++++ Passage to read

Dan Sarewitz and I chatted about the essay recently, and he shared some comments on what holds up in 2025 and what we missed.
I think it holds up really well overall. In some ways I think we were overly cautious, e.g. in linking our “what is to be done” ideas to the UNFCCC, and in not focusing more on domestic US vulnerabilities (but, to be fair to us, this was before Katrina), and the brief suggestions about links to energy policy were pretty pallid (but, as I recall, we added those to satisfy the editor).
I agree. Speaking just for myself, I have less belief in 2025 that the UN FCCC is contributing very much to climate policy, however, I do think that its Paris Agreement is a useful mechanism for collectively assessing national policies. As I have argued, the UN FCCC would be far more effective by, for instance, focusing on a coal phase-out treaty with a much more tangible connection to emisisons intensity.
Dan suggests that we were politically naive. I agree. I don’t think we did a very good job at all of anticipating how readily many climate scientists would embrace and even promote the partisan framing of the issue — a dynamic which continues in 2025.
Maybe the big mistake we made was to totally underestimate how the politics of climate change were locked in to the identities of both parties, so that adopting a more adaptation-centric approach didn’t serve either party’s sense of its own political interests (we say this, but only in passing). Why, especially, has the Republican party never tried to co-opt (and re-orient) the climate agenda by making it about hazard reduction? Especially given red state vulnerabilities? But I think the analysis and argument are as strong and probably stronger than ever.
Dan continues, referencing the recent Texas flood tragedy:
Maybe D’s and R’s have been so dug into their assigned roles in the climate debate that they have failed to look after the nation’s interests to the extent that something so easily preventable as the Texas disaster was allowed to happen? What seems clear to me (getting back to what we got wrong) is that the idea that the two parties had any incentive to come together around a climate/weather hazard reduction agenda, an agenda that might seem like a political slam-dunk from a common good perspective, was naïve, since it required that one or both parties abandon what they view as a highly fruitful wedge issue.

++++++++
++++ Extracted data

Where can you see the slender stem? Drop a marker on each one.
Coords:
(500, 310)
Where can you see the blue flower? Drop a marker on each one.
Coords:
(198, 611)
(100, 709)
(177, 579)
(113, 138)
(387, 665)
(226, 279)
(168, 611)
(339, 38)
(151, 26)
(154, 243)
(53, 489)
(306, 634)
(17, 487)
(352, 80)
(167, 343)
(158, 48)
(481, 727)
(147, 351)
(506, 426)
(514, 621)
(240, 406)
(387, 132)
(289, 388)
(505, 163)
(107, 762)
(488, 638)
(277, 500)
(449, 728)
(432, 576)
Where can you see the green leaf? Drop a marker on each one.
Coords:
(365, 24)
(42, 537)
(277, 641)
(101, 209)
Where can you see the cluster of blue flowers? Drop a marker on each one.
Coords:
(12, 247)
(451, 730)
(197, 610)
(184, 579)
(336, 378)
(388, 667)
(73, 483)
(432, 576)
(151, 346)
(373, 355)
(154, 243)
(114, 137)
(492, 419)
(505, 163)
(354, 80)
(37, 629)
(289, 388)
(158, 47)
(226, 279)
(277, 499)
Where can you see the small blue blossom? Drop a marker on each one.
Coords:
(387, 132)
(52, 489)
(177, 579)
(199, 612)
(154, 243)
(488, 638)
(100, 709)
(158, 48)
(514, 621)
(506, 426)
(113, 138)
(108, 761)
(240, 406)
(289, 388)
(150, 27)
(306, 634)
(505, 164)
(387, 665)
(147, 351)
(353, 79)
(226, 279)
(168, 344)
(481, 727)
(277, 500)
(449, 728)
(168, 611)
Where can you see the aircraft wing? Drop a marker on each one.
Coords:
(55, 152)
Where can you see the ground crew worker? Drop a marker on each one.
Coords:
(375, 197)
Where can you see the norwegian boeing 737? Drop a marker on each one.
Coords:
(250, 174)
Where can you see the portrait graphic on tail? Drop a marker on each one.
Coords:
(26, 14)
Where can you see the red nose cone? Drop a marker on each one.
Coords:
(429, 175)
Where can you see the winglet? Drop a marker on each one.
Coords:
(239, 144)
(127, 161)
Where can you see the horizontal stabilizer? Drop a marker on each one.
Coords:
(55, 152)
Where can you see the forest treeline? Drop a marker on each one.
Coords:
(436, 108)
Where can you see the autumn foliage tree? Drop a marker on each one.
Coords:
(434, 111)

++++++++

## Work instruction 1
In the passage about the climate essay, list every sentence that ends with a question mark.
## Work instruction 2
Continue the passage about the climate essay from its final sentence.

## Task answer 1
- Why, especially, has the Republican party never tried to co-opt (and re-orient) the climate agenda by making it about hazard reduction?
- Especially given red state vulnerabilities?
- Maybe D’s and R’s have been so dug into their assigned roles in the climate debate that they have failed to look after the nation’s interests to the extent that something so easily preventable as the Texas disaster was allowed to happen?

## Task answer 2
Dan concludes with a call for leadership — from politicians but also from the scientific community, something you hear a lot about here at THB.
So what’s needed now is some actual leadership, from whichever party, and of course from the scientific community, that can build off the current [Texas] tragedy to embarrass both parties into acting together to impose an effective national approach to climate/weather/everything else hazard reduction. The Disaster Review Board would be one component of this but a more comprehensive approach would link that to a national strategy and state/local capacity building. (Earthquakes are a decent positive example of that kind of strategy, at least in California — though to be fair, we have not really had a Katrina-equivalent seismic event, so we can’t really yet assess the success of 50 years of earthquake hazard mitigation.) And an indirect benefit might be to actually show Americans that the parties can come together to solve a problem that should never have been sacrificed to partisan interests.
Dan is in my view the most brilliant and incisive scholar of science policy of the past 30+ years, and it has been a great privilege to have been friends and collaborators since we fist met in 1991 at the House Science Committee. Dan has a new book coming out early next year that is an anthology of sorts, but with many previously unpublished essays. It is titled How Good is Science? (I’m the editor). Lucky us — lots more to come on Dan’s new book here at THB.